PROBLEM DETAILS:
Locate each line in the entries below that contains the word "block" and copy every such line in full.

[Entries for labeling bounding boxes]
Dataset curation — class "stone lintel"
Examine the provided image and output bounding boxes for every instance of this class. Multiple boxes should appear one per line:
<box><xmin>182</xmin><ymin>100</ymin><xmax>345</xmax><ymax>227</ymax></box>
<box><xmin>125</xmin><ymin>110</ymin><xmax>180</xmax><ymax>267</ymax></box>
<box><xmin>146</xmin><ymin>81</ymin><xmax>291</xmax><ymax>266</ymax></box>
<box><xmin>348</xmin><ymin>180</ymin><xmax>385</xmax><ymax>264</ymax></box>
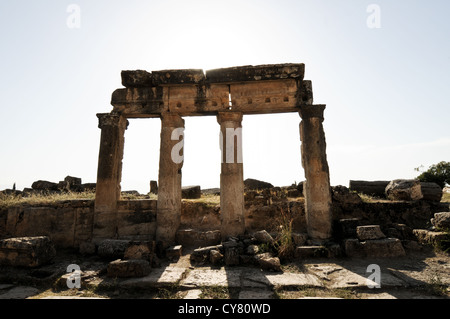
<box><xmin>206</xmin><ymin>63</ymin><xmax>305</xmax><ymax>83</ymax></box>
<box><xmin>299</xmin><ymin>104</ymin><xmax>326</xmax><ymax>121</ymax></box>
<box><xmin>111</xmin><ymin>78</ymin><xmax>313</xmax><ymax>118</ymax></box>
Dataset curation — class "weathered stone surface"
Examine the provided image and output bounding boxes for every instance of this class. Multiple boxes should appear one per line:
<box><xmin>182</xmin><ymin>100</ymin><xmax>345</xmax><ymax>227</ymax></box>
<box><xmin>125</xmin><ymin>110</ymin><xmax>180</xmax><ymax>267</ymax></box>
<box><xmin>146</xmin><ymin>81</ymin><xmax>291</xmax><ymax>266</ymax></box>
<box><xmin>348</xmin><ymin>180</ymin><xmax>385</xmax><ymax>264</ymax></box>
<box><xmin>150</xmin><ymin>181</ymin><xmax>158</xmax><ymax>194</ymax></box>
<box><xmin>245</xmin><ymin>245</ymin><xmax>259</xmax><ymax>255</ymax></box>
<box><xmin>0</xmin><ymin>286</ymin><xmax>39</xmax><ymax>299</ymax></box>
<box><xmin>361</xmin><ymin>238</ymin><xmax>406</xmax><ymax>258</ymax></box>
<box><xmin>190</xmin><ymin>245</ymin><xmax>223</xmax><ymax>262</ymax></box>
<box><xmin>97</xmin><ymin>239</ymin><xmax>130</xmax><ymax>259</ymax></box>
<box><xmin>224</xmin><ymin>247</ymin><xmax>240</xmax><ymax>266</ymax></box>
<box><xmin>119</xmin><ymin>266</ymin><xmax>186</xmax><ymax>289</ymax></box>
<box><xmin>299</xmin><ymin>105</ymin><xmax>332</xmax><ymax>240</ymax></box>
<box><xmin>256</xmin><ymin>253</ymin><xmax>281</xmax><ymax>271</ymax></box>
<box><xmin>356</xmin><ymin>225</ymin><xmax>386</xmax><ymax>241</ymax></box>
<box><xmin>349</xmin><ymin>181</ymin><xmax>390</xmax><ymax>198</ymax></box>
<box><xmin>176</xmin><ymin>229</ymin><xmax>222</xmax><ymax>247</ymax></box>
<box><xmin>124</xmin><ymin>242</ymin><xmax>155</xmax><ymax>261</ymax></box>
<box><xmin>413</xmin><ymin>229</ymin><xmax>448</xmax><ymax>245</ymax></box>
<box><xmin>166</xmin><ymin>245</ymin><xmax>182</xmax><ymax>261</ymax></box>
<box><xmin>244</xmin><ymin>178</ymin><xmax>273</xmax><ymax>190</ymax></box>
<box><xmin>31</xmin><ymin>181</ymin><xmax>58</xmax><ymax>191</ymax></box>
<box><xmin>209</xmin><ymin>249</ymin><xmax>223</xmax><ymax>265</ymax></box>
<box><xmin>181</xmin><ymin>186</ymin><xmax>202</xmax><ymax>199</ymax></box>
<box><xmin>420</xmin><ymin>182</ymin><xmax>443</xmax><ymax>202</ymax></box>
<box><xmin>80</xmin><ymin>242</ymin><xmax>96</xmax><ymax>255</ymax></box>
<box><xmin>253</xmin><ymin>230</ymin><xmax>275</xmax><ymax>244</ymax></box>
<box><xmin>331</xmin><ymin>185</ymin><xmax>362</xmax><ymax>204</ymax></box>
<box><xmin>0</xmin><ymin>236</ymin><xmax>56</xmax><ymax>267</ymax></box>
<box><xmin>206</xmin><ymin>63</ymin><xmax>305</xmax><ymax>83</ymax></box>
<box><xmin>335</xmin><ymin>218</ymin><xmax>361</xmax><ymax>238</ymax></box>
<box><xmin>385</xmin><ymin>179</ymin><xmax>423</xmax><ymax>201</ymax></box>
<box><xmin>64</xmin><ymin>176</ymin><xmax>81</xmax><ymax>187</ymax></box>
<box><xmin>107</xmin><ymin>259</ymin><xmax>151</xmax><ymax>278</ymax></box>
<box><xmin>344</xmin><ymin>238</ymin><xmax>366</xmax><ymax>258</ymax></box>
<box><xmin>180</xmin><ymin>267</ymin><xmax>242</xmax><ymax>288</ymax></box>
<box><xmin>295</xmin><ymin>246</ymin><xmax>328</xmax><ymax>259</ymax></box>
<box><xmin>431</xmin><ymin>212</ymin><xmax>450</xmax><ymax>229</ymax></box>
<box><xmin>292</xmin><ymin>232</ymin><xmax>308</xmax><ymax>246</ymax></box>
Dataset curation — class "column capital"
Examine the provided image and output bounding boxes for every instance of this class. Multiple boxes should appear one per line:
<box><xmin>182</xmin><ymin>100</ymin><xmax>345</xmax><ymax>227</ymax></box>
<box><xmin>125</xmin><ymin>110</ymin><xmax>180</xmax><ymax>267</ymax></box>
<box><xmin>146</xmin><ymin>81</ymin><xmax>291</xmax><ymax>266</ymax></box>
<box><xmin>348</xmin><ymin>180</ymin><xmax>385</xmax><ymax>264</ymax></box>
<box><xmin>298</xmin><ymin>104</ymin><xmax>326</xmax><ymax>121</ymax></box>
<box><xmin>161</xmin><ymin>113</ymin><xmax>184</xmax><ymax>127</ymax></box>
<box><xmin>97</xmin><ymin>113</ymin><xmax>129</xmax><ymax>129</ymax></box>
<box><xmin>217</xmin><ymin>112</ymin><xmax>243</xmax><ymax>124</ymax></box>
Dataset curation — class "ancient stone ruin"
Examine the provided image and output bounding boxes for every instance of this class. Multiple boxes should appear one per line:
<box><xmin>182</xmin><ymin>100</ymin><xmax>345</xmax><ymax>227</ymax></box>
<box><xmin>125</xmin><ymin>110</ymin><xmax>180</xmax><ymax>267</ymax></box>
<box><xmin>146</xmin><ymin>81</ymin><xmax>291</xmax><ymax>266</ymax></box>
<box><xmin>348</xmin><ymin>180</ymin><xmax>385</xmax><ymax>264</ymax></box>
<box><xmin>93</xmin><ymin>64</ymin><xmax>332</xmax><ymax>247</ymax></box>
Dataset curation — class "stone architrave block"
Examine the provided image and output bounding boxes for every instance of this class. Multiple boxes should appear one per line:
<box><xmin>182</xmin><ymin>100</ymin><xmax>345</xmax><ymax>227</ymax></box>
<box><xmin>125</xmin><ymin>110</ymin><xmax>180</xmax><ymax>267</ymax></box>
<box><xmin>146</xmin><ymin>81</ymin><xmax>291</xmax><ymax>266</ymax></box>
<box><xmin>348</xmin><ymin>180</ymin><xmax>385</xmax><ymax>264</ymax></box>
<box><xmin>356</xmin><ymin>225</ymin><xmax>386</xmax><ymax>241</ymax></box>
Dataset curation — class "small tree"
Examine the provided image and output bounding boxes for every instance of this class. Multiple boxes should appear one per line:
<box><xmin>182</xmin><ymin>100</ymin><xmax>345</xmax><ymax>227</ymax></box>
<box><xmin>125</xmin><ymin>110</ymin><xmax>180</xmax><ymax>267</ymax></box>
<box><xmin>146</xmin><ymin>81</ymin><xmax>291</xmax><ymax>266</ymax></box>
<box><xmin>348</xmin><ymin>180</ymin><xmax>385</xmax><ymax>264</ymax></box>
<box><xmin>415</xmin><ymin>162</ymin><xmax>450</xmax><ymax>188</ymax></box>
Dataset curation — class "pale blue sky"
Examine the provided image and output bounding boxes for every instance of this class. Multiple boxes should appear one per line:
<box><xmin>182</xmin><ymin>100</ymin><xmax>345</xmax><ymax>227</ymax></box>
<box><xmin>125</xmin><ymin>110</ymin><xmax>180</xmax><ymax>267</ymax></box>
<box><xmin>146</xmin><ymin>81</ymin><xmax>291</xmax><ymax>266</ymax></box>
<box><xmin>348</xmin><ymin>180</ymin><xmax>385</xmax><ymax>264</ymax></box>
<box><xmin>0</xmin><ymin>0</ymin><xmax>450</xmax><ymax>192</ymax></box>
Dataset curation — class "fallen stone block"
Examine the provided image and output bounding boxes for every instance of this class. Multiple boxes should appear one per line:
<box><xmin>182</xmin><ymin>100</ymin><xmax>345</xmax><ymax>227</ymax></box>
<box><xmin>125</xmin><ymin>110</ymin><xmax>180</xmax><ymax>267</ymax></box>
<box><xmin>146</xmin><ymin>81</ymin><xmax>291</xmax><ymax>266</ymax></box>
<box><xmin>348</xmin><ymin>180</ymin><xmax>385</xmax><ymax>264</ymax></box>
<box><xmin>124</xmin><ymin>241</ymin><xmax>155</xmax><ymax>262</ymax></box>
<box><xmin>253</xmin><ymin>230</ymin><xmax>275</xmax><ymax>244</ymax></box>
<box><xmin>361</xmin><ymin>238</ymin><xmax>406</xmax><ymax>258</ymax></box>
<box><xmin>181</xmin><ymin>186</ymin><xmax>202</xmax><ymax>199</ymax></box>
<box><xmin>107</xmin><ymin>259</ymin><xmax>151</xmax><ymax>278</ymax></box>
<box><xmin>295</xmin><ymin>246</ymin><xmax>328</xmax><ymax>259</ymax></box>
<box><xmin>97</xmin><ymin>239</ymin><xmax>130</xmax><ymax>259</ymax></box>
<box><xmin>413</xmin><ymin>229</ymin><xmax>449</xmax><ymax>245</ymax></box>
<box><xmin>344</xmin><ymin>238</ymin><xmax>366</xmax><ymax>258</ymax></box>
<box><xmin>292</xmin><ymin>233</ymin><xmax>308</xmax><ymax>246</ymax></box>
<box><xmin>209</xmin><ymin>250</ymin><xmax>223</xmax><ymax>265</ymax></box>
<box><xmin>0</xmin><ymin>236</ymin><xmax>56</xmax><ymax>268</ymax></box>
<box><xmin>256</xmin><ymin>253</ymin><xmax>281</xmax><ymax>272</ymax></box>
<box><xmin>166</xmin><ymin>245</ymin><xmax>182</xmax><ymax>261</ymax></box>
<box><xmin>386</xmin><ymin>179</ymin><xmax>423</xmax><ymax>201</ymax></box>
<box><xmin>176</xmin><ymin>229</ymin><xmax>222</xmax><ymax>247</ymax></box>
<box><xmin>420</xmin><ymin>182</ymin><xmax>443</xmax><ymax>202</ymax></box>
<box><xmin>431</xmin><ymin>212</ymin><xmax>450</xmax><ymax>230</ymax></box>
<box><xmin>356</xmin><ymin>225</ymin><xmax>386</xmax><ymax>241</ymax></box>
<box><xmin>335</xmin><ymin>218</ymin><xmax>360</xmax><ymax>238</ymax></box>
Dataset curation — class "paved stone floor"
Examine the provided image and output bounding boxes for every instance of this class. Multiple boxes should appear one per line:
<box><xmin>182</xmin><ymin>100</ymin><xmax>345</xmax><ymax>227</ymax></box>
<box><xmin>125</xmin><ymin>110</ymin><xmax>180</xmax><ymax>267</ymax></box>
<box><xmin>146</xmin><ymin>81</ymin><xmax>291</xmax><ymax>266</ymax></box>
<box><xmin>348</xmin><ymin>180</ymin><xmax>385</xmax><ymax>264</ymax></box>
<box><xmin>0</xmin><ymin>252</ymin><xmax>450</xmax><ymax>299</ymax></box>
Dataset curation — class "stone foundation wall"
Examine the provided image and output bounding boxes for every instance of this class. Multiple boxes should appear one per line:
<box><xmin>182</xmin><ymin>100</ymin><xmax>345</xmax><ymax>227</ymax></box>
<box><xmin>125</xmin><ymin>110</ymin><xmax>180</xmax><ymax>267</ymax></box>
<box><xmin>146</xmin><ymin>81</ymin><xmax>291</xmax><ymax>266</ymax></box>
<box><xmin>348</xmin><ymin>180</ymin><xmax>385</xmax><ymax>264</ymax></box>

SOLUTION TO THE EXERCISE:
Dataset curation — class "stone architrave block"
Dataset curation — class "fallen stone block"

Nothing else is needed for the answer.